What is being asked
Which lines in the entries below contain the word "pistil", with case counting? Copy each such line in full.

[begin Records supplied]

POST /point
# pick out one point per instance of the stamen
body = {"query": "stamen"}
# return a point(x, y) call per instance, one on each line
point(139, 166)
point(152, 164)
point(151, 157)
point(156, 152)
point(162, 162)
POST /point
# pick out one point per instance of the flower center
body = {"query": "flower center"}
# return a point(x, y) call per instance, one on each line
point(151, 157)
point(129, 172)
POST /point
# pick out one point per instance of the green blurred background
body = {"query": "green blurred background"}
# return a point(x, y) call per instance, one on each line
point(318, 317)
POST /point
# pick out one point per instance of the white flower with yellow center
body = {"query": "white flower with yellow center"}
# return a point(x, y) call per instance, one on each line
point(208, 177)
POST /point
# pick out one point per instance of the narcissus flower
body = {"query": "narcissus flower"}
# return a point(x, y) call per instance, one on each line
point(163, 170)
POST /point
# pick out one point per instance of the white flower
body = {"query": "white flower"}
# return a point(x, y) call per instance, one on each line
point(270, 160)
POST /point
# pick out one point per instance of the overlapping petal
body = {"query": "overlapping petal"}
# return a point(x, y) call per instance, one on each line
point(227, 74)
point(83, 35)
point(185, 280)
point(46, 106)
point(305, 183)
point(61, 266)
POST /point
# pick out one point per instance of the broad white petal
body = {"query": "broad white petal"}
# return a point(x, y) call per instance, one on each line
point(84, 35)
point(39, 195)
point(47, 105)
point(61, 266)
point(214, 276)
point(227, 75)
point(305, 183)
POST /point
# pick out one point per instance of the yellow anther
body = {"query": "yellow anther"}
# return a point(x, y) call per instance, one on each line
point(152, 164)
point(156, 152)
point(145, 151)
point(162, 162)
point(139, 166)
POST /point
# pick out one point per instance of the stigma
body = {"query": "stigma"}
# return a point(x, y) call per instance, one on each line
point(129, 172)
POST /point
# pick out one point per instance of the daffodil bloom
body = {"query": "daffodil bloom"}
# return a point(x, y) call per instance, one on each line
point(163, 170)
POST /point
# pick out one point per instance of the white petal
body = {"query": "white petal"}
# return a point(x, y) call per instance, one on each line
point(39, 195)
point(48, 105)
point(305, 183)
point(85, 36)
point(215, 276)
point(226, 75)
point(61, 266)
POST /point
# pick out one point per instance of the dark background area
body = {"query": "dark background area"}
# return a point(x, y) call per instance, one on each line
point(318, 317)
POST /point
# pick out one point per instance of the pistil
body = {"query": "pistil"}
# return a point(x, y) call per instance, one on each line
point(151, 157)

[end Records supplied]
[begin Records supplied]

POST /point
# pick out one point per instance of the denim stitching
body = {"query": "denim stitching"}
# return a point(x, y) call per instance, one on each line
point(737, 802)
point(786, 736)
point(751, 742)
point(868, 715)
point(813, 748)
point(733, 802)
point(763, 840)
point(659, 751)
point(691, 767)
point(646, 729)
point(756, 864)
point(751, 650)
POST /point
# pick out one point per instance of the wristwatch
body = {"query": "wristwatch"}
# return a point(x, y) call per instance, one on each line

[end Records supplied]

Exercise result
# pick out one point per instance of the pistil
body = {"query": "pistil"}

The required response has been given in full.